======== Records to process
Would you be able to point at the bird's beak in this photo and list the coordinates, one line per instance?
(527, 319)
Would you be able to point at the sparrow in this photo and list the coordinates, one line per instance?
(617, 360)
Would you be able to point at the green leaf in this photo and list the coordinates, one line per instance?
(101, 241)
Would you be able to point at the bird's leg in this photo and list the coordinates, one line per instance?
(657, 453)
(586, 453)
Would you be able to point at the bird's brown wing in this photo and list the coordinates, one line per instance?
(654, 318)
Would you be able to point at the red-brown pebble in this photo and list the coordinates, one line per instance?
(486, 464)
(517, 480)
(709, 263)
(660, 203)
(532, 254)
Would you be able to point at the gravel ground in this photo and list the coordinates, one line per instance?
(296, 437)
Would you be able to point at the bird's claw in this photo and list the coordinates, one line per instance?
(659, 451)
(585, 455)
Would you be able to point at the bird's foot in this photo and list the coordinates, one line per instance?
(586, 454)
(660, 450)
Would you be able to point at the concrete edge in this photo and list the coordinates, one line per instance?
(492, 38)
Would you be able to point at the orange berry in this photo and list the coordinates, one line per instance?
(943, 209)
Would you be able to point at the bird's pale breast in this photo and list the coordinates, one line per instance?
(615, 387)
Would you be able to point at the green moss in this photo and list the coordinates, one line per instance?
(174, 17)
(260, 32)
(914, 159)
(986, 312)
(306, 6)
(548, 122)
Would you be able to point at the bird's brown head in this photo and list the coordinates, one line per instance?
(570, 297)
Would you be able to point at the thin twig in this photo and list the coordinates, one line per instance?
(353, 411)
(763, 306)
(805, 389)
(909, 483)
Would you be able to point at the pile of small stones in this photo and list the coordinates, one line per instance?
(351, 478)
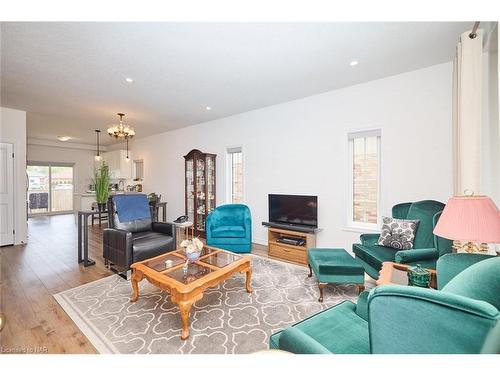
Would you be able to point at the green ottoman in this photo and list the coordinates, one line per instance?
(334, 266)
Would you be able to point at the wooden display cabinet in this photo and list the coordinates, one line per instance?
(200, 188)
(287, 252)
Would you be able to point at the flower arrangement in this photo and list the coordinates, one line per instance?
(192, 248)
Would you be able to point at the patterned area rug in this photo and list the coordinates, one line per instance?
(226, 320)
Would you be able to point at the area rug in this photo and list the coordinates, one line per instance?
(226, 320)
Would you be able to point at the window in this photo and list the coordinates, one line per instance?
(235, 175)
(364, 170)
(50, 187)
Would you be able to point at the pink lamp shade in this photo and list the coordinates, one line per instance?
(470, 218)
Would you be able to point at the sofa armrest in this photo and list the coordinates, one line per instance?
(397, 324)
(117, 246)
(208, 225)
(362, 305)
(295, 341)
(414, 255)
(450, 265)
(368, 239)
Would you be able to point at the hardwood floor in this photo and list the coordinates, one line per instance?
(31, 274)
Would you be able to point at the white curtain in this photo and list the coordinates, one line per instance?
(467, 114)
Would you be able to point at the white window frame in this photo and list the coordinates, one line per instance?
(351, 224)
(229, 172)
(49, 165)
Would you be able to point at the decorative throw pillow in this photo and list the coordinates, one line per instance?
(398, 233)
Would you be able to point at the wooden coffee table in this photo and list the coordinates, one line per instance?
(397, 274)
(212, 268)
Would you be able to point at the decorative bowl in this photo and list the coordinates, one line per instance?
(193, 256)
(418, 276)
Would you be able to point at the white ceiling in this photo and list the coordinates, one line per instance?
(70, 77)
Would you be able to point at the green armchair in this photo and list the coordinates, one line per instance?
(229, 227)
(462, 317)
(427, 247)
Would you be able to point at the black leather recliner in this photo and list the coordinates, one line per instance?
(134, 241)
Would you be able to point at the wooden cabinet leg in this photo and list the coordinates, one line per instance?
(321, 287)
(185, 308)
(247, 281)
(136, 277)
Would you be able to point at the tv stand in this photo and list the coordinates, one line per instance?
(286, 251)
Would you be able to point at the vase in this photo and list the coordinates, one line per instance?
(192, 256)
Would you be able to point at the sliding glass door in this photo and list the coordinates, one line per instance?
(50, 188)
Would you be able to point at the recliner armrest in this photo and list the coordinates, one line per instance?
(450, 265)
(397, 323)
(414, 255)
(117, 246)
(368, 239)
(295, 341)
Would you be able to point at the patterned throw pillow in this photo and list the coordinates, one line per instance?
(398, 233)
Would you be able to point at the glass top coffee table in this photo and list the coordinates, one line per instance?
(397, 274)
(186, 285)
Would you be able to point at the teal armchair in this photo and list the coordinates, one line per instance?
(462, 317)
(229, 227)
(427, 247)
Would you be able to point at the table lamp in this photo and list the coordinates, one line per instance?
(471, 221)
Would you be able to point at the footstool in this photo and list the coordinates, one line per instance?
(334, 266)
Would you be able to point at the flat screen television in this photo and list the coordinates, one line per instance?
(294, 209)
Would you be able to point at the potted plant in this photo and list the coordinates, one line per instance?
(101, 182)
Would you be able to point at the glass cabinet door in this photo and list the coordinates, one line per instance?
(190, 189)
(210, 183)
(200, 193)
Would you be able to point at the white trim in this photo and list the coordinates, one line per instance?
(229, 172)
(350, 224)
(14, 142)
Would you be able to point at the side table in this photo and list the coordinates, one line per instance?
(397, 274)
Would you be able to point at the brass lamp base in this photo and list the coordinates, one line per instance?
(470, 247)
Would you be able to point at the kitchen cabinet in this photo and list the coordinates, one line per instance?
(119, 167)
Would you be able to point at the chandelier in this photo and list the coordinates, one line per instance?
(121, 131)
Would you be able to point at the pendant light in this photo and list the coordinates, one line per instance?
(120, 130)
(98, 156)
(127, 159)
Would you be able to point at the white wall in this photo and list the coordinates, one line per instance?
(83, 161)
(490, 129)
(300, 147)
(13, 130)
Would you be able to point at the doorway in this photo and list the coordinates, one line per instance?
(50, 188)
(6, 194)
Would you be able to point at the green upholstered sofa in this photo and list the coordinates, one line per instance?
(459, 318)
(427, 247)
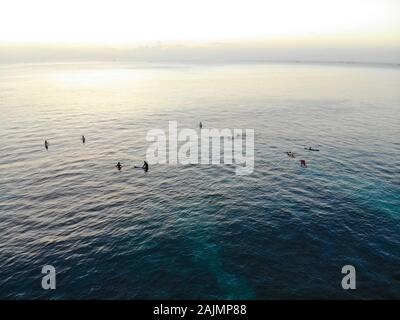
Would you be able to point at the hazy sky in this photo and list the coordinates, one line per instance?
(256, 24)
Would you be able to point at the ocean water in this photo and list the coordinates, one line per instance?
(199, 231)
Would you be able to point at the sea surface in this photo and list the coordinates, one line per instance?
(199, 231)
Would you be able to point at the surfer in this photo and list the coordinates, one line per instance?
(119, 165)
(311, 149)
(145, 166)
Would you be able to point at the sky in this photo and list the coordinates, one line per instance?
(236, 27)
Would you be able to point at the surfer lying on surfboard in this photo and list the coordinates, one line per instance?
(145, 166)
(311, 149)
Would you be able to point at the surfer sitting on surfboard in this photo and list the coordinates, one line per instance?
(145, 166)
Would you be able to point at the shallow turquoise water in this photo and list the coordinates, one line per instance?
(199, 231)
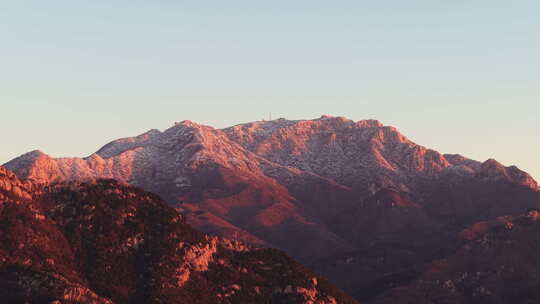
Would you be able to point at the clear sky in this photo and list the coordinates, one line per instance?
(456, 76)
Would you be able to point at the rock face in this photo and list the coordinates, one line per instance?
(357, 201)
(498, 263)
(104, 242)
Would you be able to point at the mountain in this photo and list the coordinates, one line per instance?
(498, 263)
(357, 201)
(105, 242)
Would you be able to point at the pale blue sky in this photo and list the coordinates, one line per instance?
(457, 76)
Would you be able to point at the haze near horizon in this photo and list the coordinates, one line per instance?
(455, 77)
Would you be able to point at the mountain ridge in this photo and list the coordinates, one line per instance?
(302, 185)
================
Copy the data exactly. Any picture it contains is to be omitted.

▶ **Response to this task**
Would you be able to point at the bird's beak in this photo and list the coordinates, one line per instance?
(527, 319)
Would you be able to point at the sparrow in this photo and list the coordinates, one line per instance?
(617, 360)
Would you be able to point at the green leaf in this photo and list the coordinates, one line per instance?
(101, 241)
Would you be able to point at the bird's leg in this photo and list the coordinates, one line per instance?
(657, 453)
(586, 453)
Would you be able to point at the bird's brown wing in this photo and list the coordinates, one line per instance?
(654, 318)
Would you be able to point at the red-brown pebble in this photo and list the coordinates, one line per instance?
(486, 464)
(517, 480)
(709, 263)
(660, 203)
(532, 254)
Would you be able to point at the gravel ground in this photo and list the coordinates, one line per instance?
(296, 437)
Would you be able to point at the bird's claw in this photo and list the coordinates, one line per instance?
(659, 451)
(585, 455)
Would you be able to point at the bird's foot in this photo and list the coordinates, one line per instance?
(586, 454)
(660, 450)
Would you be able to point at the concrete edge in this photo and list the coordinates, one line per instance?
(492, 38)
Would you be able to point at the orange berry in this photo and list the coordinates, one line per instance?
(943, 209)
Would you be able to point at the bird's pale breast in this photo and list the coordinates, one line per instance?
(615, 387)
Would you be able to point at the green moss in this photo and list the coordinates, one line per instance?
(174, 17)
(260, 32)
(914, 159)
(986, 312)
(306, 6)
(548, 122)
Would you be able to point at the bird's brown head in this photo and list the coordinates, one line per instance?
(570, 297)
Would you be able to point at the thin twig in this photo and list the coordinates, one line per instance?
(353, 411)
(763, 306)
(805, 389)
(909, 483)
Would you be able to point at the pile of small stones in this photo and list the coordinates, one line per instance?
(351, 478)
Would you be able to point at the green ottoman in this photo and list the coordinates, one line per instance?
(334, 266)
Would you be able to point at the wooden display cabinet in this photo and list the coordinates, one line per instance?
(200, 188)
(287, 252)
Would you be able to point at the flower arrangement in this photo and list the coordinates, one line per instance?
(192, 248)
Would you be able to point at the patterned area rug in this photo and list the coordinates, one line per instance?
(226, 320)
Would you be able to point at the area rug in this photo and list the coordinates, one line per instance?
(226, 320)
Would you be able to point at the window in this photo and list the coordinates, one line per instance?
(235, 175)
(364, 170)
(50, 187)
Would you be able to point at the pink lamp shade in this photo and list the coordinates, one line per instance?
(470, 218)
Would you be able to point at the sofa armrest in this photo and list the coordinates, one line per instance?
(397, 324)
(117, 246)
(208, 225)
(362, 305)
(295, 341)
(414, 255)
(450, 265)
(368, 239)
Would you be able to point at the hardwood floor in this photo and list the coordinates, one line per instance?
(31, 274)
Would you be able to point at the white curtain in this photo and list the coordinates, one line per instance?
(467, 114)
Would you be able to point at the white window frame in this photo and list the coordinates, one line per instance?
(351, 224)
(229, 172)
(49, 165)
Would you be able to point at the decorative throw pillow in this photo and list the coordinates, one line per instance?
(398, 233)
Would you be able to point at the wooden coffee table in this photo and list the coordinates, one line per instance?
(397, 274)
(212, 268)
Would you be able to point at the decorative bowl in this photo and list the coordinates, one line per instance?
(193, 256)
(418, 276)
Would you be able to point at the white ceiling in this photo and list the coordinates, one line per instance?
(70, 77)
Would you be able to point at the green armchair in this photo and list the coordinates, one line per instance?
(229, 227)
(462, 317)
(427, 247)
Would you be able to point at the black leather recliner in this photo and list the coordinates, one line per instance?
(134, 241)
Would you be able to point at the wooden cabinet leg in this photo and list the coordinates, one line per instance?
(321, 287)
(185, 308)
(247, 281)
(136, 277)
Would you be able to point at the tv stand in this photo and list the coordinates, one line per instance?
(286, 251)
Would you be able to point at the vase in this photo and list the coordinates, one line per instance?
(192, 256)
Would you be able to point at the sliding glass door in this photo and list the coordinates, one line per instance?
(50, 188)
Would you be able to point at the recliner armrest in this photo and list the coordinates, one line per instance?
(450, 265)
(397, 323)
(414, 255)
(117, 246)
(368, 239)
(295, 341)
Would you be able to point at the patterned throw pillow in this photo and list the coordinates, one line per instance?
(398, 233)
Would you be able to point at the glass top coffee table in this photo and list the coordinates, one line per instance?
(397, 274)
(186, 285)
Would you be able to point at the teal armchair in this photo and list the coordinates, one line per instance?
(462, 317)
(229, 227)
(427, 247)
Would you be able to point at the table lamp in this photo and list the coordinates, one line per instance?
(471, 221)
Would you be able to point at the footstool in this photo and list the coordinates, one line per instance?
(334, 266)
Would you be able to point at the flat screen television in this photo and list the coordinates, one line per instance?
(294, 209)
Would you be able to point at the potted plant in this photo and list the coordinates, one line per instance?
(101, 182)
Would you be able to point at the glass cabinet door in this photo and list the coordinates, one line per instance?
(190, 189)
(210, 183)
(200, 193)
Would you be able to point at the white trim in this photo and list the coordinates, one line per instance?
(229, 172)
(350, 224)
(14, 142)
Would you be able to point at the side table in this photo and list the coordinates, one line per instance?
(397, 274)
Would you be able to point at the brass lamp base in this photo and list the coordinates, one line per instance?
(470, 247)
Would you be able to point at the kitchen cabinet in this photo and list the coordinates, one line per instance?
(119, 167)
Would you be able to point at the chandelier in this photo and list the coordinates, one line per instance?
(121, 131)
Would you be able to point at the pendant light in this photo and list the coordinates, one line per instance?
(120, 130)
(98, 156)
(127, 159)
Would you be able to point at the white wall in this photo and list the coordinates, one line per instance?
(83, 161)
(490, 129)
(300, 147)
(13, 130)
Would you be able to point at the doorway in this photo and list the coordinates, one line per instance?
(50, 188)
(6, 194)
Would you be able to point at the green upholstered sofa in this photo and list the coordinates, one line per instance?
(459, 318)
(427, 247)
Would you be able to point at the hazy sky in this photo and list the coordinates, one line per instance?
(256, 24)
Would you be able to point at the ocean water in this photo and list the coordinates, one line per instance?
(199, 231)
Would you be able to point at the sea surface in this photo and list the coordinates, one line per instance?
(199, 231)
Would you be able to point at the surfer in this photo and list the coordinates, one line per instance?
(119, 165)
(311, 149)
(145, 166)
Would you be able to point at the sky in this photo and list the coordinates, one line per instance?
(236, 27)
Would you be able to point at the surfer lying on surfboard in this photo and list the coordinates, one line per instance?
(145, 166)
(311, 149)
Would you be able to point at the surfer sitting on surfboard in this photo and list the coordinates, one line per instance?
(145, 166)
Would you be able to point at the shallow turquoise water in this photo and list the coordinates, one line per instance?
(199, 231)
Would you be able to point at the clear sky in this photo and list the coordinates, one line per instance?
(456, 76)
Would you be able to point at the rock face in this photo and list the coordinates, one line per instance?
(357, 201)
(498, 263)
(104, 242)
Would you be able to point at the mountain in this photo and list the coordinates, one line per instance?
(498, 263)
(357, 201)
(105, 242)
Would you be able to point at the pale blue sky in this photo and list the coordinates, one line per instance?
(457, 76)
Would you be able to point at the haze near horizon in this photo and list the coordinates, one line per instance?
(455, 77)
Would you be able to point at the mountain ridge in this photo and list the coordinates, one line per instance?
(302, 185)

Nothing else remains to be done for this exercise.